## start SUPPLIED DATA
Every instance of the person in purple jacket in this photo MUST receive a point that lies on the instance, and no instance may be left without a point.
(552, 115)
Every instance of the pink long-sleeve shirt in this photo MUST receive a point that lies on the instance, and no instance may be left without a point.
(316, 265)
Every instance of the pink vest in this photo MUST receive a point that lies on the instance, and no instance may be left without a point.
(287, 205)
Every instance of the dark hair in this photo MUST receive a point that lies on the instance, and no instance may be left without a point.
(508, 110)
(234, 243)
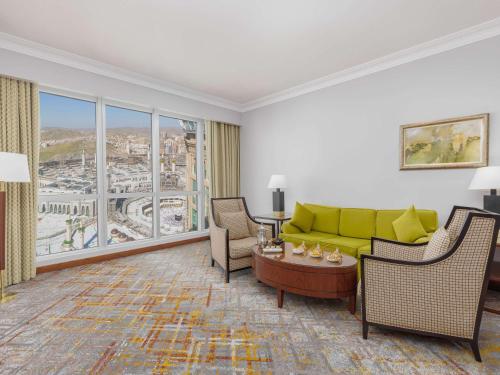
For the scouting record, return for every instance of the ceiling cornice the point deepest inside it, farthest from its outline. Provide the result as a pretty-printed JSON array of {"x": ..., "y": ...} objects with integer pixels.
[
  {"x": 44, "y": 52},
  {"x": 446, "y": 43}
]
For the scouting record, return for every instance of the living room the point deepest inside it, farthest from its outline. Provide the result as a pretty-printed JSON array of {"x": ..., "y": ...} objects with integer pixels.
[{"x": 280, "y": 187}]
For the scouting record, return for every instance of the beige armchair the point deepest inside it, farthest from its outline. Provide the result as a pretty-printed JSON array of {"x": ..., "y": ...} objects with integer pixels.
[
  {"x": 233, "y": 255},
  {"x": 439, "y": 296}
]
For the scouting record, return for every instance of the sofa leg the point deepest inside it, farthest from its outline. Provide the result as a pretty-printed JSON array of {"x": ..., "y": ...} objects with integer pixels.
[
  {"x": 365, "y": 330},
  {"x": 475, "y": 349}
]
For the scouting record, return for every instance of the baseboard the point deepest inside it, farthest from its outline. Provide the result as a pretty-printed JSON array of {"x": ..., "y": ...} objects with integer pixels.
[{"x": 126, "y": 253}]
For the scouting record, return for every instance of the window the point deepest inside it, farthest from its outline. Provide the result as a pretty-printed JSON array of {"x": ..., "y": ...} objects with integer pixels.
[
  {"x": 130, "y": 175},
  {"x": 67, "y": 206}
]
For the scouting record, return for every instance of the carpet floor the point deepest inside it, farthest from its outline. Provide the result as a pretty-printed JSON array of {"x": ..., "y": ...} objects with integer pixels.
[{"x": 170, "y": 312}]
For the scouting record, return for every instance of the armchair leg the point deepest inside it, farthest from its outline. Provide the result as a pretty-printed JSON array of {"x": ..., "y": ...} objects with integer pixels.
[
  {"x": 365, "y": 330},
  {"x": 475, "y": 349}
]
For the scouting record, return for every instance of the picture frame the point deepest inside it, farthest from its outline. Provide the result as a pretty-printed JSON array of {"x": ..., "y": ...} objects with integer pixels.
[{"x": 460, "y": 142}]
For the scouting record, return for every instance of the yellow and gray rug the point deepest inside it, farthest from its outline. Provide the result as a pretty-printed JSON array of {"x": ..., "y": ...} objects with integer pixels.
[{"x": 170, "y": 312}]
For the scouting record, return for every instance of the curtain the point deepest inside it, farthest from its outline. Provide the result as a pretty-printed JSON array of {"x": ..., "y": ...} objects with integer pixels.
[
  {"x": 223, "y": 148},
  {"x": 19, "y": 132}
]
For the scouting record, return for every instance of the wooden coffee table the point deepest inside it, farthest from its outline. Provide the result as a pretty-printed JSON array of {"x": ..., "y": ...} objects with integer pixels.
[{"x": 301, "y": 274}]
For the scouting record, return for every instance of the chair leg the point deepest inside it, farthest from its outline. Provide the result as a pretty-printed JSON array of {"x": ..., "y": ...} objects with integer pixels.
[
  {"x": 475, "y": 349},
  {"x": 365, "y": 330}
]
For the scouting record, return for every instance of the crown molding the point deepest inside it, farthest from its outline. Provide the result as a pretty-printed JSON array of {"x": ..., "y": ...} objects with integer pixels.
[
  {"x": 446, "y": 43},
  {"x": 45, "y": 52}
]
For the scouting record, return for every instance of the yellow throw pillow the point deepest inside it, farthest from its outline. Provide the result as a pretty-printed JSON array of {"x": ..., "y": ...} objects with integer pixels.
[
  {"x": 302, "y": 218},
  {"x": 408, "y": 227}
]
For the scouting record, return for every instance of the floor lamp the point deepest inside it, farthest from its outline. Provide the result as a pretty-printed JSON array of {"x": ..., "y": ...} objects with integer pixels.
[{"x": 13, "y": 168}]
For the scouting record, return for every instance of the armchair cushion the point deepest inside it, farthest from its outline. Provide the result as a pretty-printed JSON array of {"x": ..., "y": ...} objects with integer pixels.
[
  {"x": 235, "y": 223},
  {"x": 241, "y": 248},
  {"x": 408, "y": 227},
  {"x": 438, "y": 245},
  {"x": 302, "y": 218}
]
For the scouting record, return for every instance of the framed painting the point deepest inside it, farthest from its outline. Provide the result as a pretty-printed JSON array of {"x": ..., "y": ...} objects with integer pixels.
[{"x": 452, "y": 143}]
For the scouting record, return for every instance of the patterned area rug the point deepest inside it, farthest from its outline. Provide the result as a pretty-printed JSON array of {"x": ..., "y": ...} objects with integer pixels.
[{"x": 170, "y": 312}]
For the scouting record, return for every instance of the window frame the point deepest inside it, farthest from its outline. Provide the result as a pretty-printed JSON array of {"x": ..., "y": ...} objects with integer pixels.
[{"x": 102, "y": 195}]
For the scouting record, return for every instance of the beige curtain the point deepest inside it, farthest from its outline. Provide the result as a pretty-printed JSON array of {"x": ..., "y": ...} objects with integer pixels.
[
  {"x": 223, "y": 148},
  {"x": 19, "y": 132}
]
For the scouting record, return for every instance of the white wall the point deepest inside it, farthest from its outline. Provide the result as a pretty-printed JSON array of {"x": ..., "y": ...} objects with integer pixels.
[
  {"x": 60, "y": 76},
  {"x": 340, "y": 145}
]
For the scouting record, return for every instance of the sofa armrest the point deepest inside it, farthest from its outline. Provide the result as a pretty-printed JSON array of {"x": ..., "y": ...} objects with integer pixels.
[{"x": 398, "y": 250}]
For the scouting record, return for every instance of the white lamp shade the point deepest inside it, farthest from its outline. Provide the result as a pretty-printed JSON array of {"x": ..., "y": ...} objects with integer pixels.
[
  {"x": 277, "y": 181},
  {"x": 486, "y": 178},
  {"x": 14, "y": 167}
]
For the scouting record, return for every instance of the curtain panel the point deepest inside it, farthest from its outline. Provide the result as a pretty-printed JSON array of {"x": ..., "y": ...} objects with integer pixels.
[
  {"x": 223, "y": 149},
  {"x": 19, "y": 132}
]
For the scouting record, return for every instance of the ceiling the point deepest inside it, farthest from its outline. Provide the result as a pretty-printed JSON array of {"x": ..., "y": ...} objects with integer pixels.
[{"x": 240, "y": 51}]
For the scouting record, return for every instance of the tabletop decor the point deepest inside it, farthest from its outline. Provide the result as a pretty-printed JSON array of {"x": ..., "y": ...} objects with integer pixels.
[
  {"x": 278, "y": 182},
  {"x": 488, "y": 178},
  {"x": 316, "y": 252},
  {"x": 335, "y": 257},
  {"x": 451, "y": 143}
]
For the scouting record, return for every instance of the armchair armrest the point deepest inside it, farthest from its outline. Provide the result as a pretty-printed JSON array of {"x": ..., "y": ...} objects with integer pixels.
[
  {"x": 398, "y": 250},
  {"x": 253, "y": 226},
  {"x": 219, "y": 238}
]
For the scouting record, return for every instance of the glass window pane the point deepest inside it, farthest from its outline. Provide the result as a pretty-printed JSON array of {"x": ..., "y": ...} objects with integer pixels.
[
  {"x": 178, "y": 214},
  {"x": 129, "y": 219},
  {"x": 65, "y": 225},
  {"x": 177, "y": 154},
  {"x": 67, "y": 145},
  {"x": 128, "y": 150}
]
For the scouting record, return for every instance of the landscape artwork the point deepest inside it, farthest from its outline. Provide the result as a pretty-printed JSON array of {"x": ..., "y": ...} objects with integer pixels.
## end SUPPLIED DATA
Take the entries shown above and quote them verbatim, passing over the pictures.

FINAL RESULT »
Every instance of the person in purple jacket in this photo MUST receive a point that lies on the instance, and no instance may be left without a point.
(552, 115)
Every instance of the pink long-sleeve shirt in this photo MUST receive a point that lies on the instance, and no instance may be left without a point.
(316, 265)
Every instance of the pink vest in this photo MUST receive a point that lies on the instance, and no instance may be left without a point.
(287, 205)
Every instance of the dark hair in this photo MUST receive a point that lies on the instance, and no instance may be left without a point.
(508, 110)
(234, 243)
For the scouting record, return for every instance of the ceiling cornice the point deepest inside it, farthest from its outline. Provide the result as a pretty-printed JSON array of {"x": ..., "y": ...} objects with integer pixels.
[
  {"x": 44, "y": 52},
  {"x": 446, "y": 43}
]
For the scouting record, return for every instance of the living room the point deepest inside it, farthest from its outline. Provide the result as a pretty-printed JSON array of {"x": ..., "y": ...} objects with integer pixels.
[{"x": 280, "y": 187}]
For the scouting record, return for every instance of the beige armchair the point deepest inside it, farthest from its outline. Provide the result as a pretty-printed JSON array of {"x": ..., "y": ...} objects with integer pixels.
[
  {"x": 233, "y": 255},
  {"x": 439, "y": 296}
]
For the scouting record, return for every instance of the sofa leg the point deepest inside it, farthest from its outline. Provide the result as a pretty-printed JSON array of {"x": ..., "y": ...} objects with integer pixels.
[
  {"x": 365, "y": 330},
  {"x": 475, "y": 349}
]
For the scouting record, return for every instance of the baseboard the point deepest inside it, farthest from its outline. Provide the result as a pretty-printed JSON array of {"x": ..., "y": ...} objects with integer pixels.
[{"x": 126, "y": 253}]
For the scouting record, return for every instance of the window the point deepest inside it, farthest from its outline. Provide the result as a pretty-printed JSON array of {"x": ..., "y": ...} objects with integer pixels.
[
  {"x": 130, "y": 175},
  {"x": 67, "y": 206}
]
For the scouting record, return for every instance of the carpet floor the point deepest inside it, farthest from its outline. Provide the result as a pretty-printed JSON array of {"x": ..., "y": ...} objects with integer pixels.
[{"x": 170, "y": 312}]
For the scouting record, return for every instance of the armchair leg the point deepest inside it, farthest from its outline. Provide the result as a pretty-printed JSON array of {"x": ..., "y": ...} objects with integer pixels.
[
  {"x": 365, "y": 330},
  {"x": 475, "y": 349}
]
For the scouting record, return for every instance of the picture frame the point deepest inside it, farthest from its outline. Provide the result as a pretty-printed JSON array of {"x": ..., "y": ...} objects with integer pixels.
[{"x": 460, "y": 142}]
For the scouting record, return for every instance of the yellow and gray rug the point deepest inside it, farthest from its outline. Provide the result as a pretty-printed JSON array of {"x": ..., "y": ...} objects with integer pixels.
[{"x": 170, "y": 312}]
For the scouting record, return for every instance of the curtain the point deepest inside it, farthest from its outline. Provide the result as a pretty-printed JSON array of {"x": ..., "y": ...} objects with integer pixels.
[
  {"x": 223, "y": 148},
  {"x": 19, "y": 132}
]
For the scouting record, return for every instance of the wooden coffee table the point deepest inside it, farthest from its outline. Provide the result as a pretty-printed JSON array of {"x": ..., "y": ...} objects with integer pixels.
[{"x": 301, "y": 274}]
For the scouting record, return for every instance of the chair leg the point deepest inside it, farthest from its outline. Provide the result as a pretty-printed JSON array of {"x": ..., "y": ...} objects with integer pixels.
[
  {"x": 475, "y": 349},
  {"x": 365, "y": 330}
]
For the scouting record, return for every instance of the crown molding the point deepest inside it, farthest from its outline. Provide the result as a pretty-printed JSON array of {"x": ..., "y": ...} objects with integer pixels.
[
  {"x": 446, "y": 43},
  {"x": 45, "y": 52}
]
For the scouting record, return for every instance of the yellow throw pillow the point deepest inside it, farthest from its outline. Provide the result as a pretty-printed JSON array of {"x": ..., "y": ...} objects with integer pixels.
[
  {"x": 302, "y": 218},
  {"x": 408, "y": 227}
]
For the scouting record, return for every instance of the floor lamp the point deepest inside it, farthest from its outline. Provide the result as a pretty-printed JSON array of {"x": ..., "y": ...} objects with integer pixels.
[{"x": 13, "y": 168}]
For the scouting record, return for every instance of the armchair cushion the point deepest inside it, farthest from its outline. Provide the result as a pretty-printed JSON array of {"x": ..., "y": ...} objects with integer pixels.
[
  {"x": 235, "y": 223},
  {"x": 241, "y": 248},
  {"x": 408, "y": 227},
  {"x": 438, "y": 245},
  {"x": 302, "y": 218}
]
For the scouting record, return for every instance of the framed painting the point deepest inside it, farthest from its outline. Provide the result as a pretty-printed JSON array of {"x": ..., "y": ...} objects with integer pixels.
[{"x": 452, "y": 143}]
For the scouting record, return for every instance of the patterned area rug the point deepest inside it, farthest from its outline. Provide the result as a pretty-printed JSON array of {"x": ..., "y": ...} objects with integer pixels.
[{"x": 170, "y": 312}]
For the scouting record, return for every instance of the window frame the point deepest inside it, farthest from its outline. Provide the result as a pretty-printed JSON array of {"x": ..., "y": ...} objects with integer pixels.
[{"x": 102, "y": 195}]
For the scouting record, return for every instance of the beige curtain the point deepest inside it, farthest from its outline. Provide the result as a pretty-printed JSON array of {"x": ..., "y": ...} objects with integer pixels.
[
  {"x": 223, "y": 148},
  {"x": 19, "y": 132}
]
For the scouting record, return for every instance of the white wall the point deepest inside it, farthest from its outline. Provide the result as a pretty-printed JSON array of {"x": ..., "y": ...} objects with integer pixels.
[
  {"x": 60, "y": 76},
  {"x": 340, "y": 145}
]
For the scouting record, return for every instance of the sofa armrest the point deepest inside it, farthest from its outline. Provide the result as a pretty-printed JSON array of {"x": ..., "y": ...} objects with integer pixels.
[{"x": 398, "y": 250}]
For the scouting record, return for every instance of the white lamp shade the point deepest inside it, farthest from its outline. Provide the result as a pretty-printed JSON array of {"x": ..., "y": ...} objects with integer pixels.
[
  {"x": 277, "y": 181},
  {"x": 486, "y": 178},
  {"x": 14, "y": 167}
]
For the scouting record, return for every instance of the curtain panel the point deepest inside it, farthest from its outline. Provide the result as a pretty-printed JSON array of {"x": ..., "y": ...} objects with integer pixels.
[
  {"x": 223, "y": 149},
  {"x": 19, "y": 132}
]
For the scouting record, return for every instance of the ceiling the point deepest inside it, farthest from its outline. Provide the result as a pretty-printed JSON array of {"x": ..., "y": ...} objects with integer pixels.
[{"x": 240, "y": 51}]
For the scouting record, return for every instance of the tabletop decor the point deepest inside it, farthest from its outline. Provide the result as a pretty-printed JSON array of {"x": ..., "y": ...} objects with integer pixels.
[
  {"x": 278, "y": 182},
  {"x": 488, "y": 178},
  {"x": 316, "y": 252},
  {"x": 335, "y": 257},
  {"x": 451, "y": 143}
]
For the scouting record, return for every instance of the armchair armrest the point deepest inside it, farthest from its outline. Provide the result as a pretty-printed JSON array of {"x": ..., "y": ...} objects with integer pixels.
[
  {"x": 398, "y": 250},
  {"x": 253, "y": 226},
  {"x": 219, "y": 238}
]
For the scouting record, return for every instance of the glass window pane the point deepest inside it, farthest from its outline. Provide the result as a pretty-printed JSON array of {"x": ..., "y": ...} objects with integer pixels.
[
  {"x": 178, "y": 214},
  {"x": 129, "y": 219},
  {"x": 65, "y": 225},
  {"x": 177, "y": 154},
  {"x": 67, "y": 145},
  {"x": 128, "y": 150}
]
For the scouting record, return for every instance of the landscape artwork the point deepest inside it, farthest from its outline. Provide the result as a pretty-printed JSON array of {"x": ..., "y": ...} objects with integer pixels.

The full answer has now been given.